What you return must match the records exactly.

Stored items
==================================================

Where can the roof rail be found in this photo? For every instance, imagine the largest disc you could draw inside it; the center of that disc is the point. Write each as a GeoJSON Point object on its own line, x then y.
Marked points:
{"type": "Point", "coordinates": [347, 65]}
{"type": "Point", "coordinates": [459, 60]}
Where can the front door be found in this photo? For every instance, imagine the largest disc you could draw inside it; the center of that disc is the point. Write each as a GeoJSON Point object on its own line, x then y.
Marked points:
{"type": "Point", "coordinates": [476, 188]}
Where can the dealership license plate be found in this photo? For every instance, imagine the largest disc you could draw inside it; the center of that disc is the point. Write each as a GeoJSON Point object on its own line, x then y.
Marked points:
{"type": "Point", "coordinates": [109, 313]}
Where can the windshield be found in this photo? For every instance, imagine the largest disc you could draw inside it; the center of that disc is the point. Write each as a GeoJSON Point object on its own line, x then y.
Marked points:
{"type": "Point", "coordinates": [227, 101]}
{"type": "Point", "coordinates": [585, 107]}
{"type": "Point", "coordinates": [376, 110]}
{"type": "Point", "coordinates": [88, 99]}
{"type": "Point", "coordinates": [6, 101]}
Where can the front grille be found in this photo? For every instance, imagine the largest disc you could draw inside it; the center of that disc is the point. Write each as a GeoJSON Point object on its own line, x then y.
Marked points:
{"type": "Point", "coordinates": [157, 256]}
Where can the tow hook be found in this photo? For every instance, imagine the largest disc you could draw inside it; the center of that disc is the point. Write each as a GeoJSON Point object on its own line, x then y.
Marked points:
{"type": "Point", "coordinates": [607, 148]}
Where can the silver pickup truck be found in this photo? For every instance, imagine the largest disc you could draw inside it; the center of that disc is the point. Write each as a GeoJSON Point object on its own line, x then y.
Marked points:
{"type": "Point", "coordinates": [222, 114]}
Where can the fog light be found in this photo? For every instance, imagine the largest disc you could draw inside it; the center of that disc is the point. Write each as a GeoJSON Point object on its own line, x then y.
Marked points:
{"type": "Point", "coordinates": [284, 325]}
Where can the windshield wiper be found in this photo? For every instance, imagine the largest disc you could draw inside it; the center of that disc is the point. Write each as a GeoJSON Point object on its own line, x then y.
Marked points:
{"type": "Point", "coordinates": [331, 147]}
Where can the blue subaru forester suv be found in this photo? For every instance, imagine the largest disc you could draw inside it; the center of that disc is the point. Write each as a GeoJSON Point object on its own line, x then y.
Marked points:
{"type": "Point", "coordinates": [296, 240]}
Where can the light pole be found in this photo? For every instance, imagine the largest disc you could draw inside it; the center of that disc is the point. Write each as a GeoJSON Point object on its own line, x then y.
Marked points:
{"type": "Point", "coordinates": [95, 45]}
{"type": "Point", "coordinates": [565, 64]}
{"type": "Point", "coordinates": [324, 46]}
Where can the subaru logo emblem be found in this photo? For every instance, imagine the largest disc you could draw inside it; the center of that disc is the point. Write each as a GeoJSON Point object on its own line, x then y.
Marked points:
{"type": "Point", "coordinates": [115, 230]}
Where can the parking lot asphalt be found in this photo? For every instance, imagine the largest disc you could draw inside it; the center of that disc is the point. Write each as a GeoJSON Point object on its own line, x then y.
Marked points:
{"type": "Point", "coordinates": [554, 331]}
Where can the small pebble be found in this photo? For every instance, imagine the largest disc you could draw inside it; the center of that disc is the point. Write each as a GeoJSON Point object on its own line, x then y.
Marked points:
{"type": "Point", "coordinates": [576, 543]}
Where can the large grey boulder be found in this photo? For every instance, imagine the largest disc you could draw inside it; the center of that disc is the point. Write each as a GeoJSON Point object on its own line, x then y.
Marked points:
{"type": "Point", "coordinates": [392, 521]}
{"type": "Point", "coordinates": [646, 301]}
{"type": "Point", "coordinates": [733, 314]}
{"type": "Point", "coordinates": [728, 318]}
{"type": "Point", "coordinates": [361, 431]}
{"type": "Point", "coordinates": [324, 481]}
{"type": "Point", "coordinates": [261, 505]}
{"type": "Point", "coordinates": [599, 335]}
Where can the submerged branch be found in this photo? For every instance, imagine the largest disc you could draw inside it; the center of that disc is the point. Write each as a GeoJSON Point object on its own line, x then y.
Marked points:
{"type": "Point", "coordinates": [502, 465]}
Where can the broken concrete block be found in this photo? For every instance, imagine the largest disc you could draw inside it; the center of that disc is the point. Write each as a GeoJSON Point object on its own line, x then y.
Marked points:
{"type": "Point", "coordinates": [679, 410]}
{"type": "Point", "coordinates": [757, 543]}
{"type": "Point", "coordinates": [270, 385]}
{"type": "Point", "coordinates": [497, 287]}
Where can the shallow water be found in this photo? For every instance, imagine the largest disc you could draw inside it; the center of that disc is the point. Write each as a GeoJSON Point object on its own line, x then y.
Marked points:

==================================================

▸ Exercise solution:
Where can the roof rail be found in this photo? For every instance, imagine the largest disc you could draw inside it; the center of that disc is the point. Write each as a GeoJSON Point object on its own line, x then y.
Marked points:
{"type": "Point", "coordinates": [347, 65]}
{"type": "Point", "coordinates": [459, 60]}
Where can the front door be found in this photo? For every instance, imagine the largest disc you could draw inside it; the center of that disc is the point. Write each as a GeoJSON Point object on its own line, x then y.
Marked points:
{"type": "Point", "coordinates": [476, 188]}
Where can the dealership license plate be found in this photo? For every instance, imagine the largest disc you could draw inside it; the center of that disc is the point. Write each as a GeoJSON Point object on its own line, x then y.
Marked points:
{"type": "Point", "coordinates": [109, 313]}
Where can the windshield be found in this photo? For every instance, imagine the largest disc you could draw inside it; the center of that disc is the point. Write each as a GeoJSON Point object on its own line, x then y.
Marked points:
{"type": "Point", "coordinates": [227, 101]}
{"type": "Point", "coordinates": [585, 107]}
{"type": "Point", "coordinates": [376, 110]}
{"type": "Point", "coordinates": [88, 99]}
{"type": "Point", "coordinates": [6, 101]}
Where can the front grille be found in this photo? For every instance, imagine the largest disc you could draw inside it; the center of that disc is the point. Write each as a GeoJSON Point object on its own line, x then y.
Marked points:
{"type": "Point", "coordinates": [157, 256]}
Where can the tow hook be found in this photo? For every instance, imagine the largest disc you could draw inside it; the center of that disc is the point. Write each as a GeoJSON Point object on its own line, x then y.
Marked points:
{"type": "Point", "coordinates": [607, 148]}
Where can the silver pickup truck be found in this photo? For every instance, imagine the largest disc you could draw inside it; the center of that disc is the point. Write each as a GeoJSON Point object on its own line, x then y.
Marked points:
{"type": "Point", "coordinates": [222, 114]}
Where can the fog light be found in this photo? For every instance, imagine the largest disc you could draw inside it; the center of that disc is the point. Write each as a GeoJSON Point object on its own line, x then y.
Marked points:
{"type": "Point", "coordinates": [284, 325]}
Where can the windshield wiper be found in this photo? For every instance, imagine the largest disc you could draw inside it; the center of that disc is the point. Write each as a GeoJSON Point object on its own line, x then y.
Marked points:
{"type": "Point", "coordinates": [331, 147]}
Where can the blue subaru forester suv be found in this photo? For every instance, imagine the largest disc you could draw inside it; the center of that disc is the point. Write each as a GeoJSON Point object on its own line, x then y.
Marked points:
{"type": "Point", "coordinates": [296, 240]}
Where can the light pole be found in this photo? For every instance, imagine the largest disc you could draw inside it; the center of that disc is the point. Write each as a GeoJSON Point object on its own line, x then y.
Marked points:
{"type": "Point", "coordinates": [95, 45]}
{"type": "Point", "coordinates": [565, 64]}
{"type": "Point", "coordinates": [324, 46]}
Where can the subaru logo emblem be found in this photo? For every instance, imagine the largest disc you could draw inside it; the center of that disc is the point. Write each as a GeoJSON Point object on its own line, x then y.
Marked points:
{"type": "Point", "coordinates": [115, 230]}
Where can the parking lot asphalt be found in this photo? For every instance, imagine the largest disc you could draw inside it; the center of that disc is the point. Write each as a GeoJSON Point object on its own line, x then y.
Marked points:
{"type": "Point", "coordinates": [554, 331]}
Where can the small pebble be found in this photo? For every instance, imagine the largest disc you could draw inside it; the center of that disc is the point. Write each as a GeoJSON Point object on its own line, x then y.
Marked points:
{"type": "Point", "coordinates": [576, 543]}
Where can the large grey boulder be found in this photo? For every instance, imagine the largest disc you could draw inside it; the center of that disc is the point. Write each as a GeoJSON Point object on its own line, x then y.
Marked points:
{"type": "Point", "coordinates": [392, 521]}
{"type": "Point", "coordinates": [646, 301]}
{"type": "Point", "coordinates": [733, 314]}
{"type": "Point", "coordinates": [728, 318]}
{"type": "Point", "coordinates": [361, 431]}
{"type": "Point", "coordinates": [324, 481]}
{"type": "Point", "coordinates": [261, 505]}
{"type": "Point", "coordinates": [599, 335]}
Where can the submerged branch be found in this photo? For every instance, imagine the largest disc you could draw inside it; the center of that disc is the point. Write each as a GeoJSON Point object on its own line, x then y.
Marked points:
{"type": "Point", "coordinates": [502, 465]}
Where can the broken concrete block be found in this photo? For every instance, imagine the largest disc you could draw inside it; the center of that disc is the point. Write each as a GeoJSON Point object on its own line, x then y.
Marked points:
{"type": "Point", "coordinates": [679, 410]}
{"type": "Point", "coordinates": [757, 543]}
{"type": "Point", "coordinates": [270, 385]}
{"type": "Point", "coordinates": [497, 287]}
Where can the shallow water be found in this photo? For every instance, imagine the largest disc you could draw inside it; the center of that disc is the point. Write each as a GeoJSON Point object on its own line, x then y.
Marked points:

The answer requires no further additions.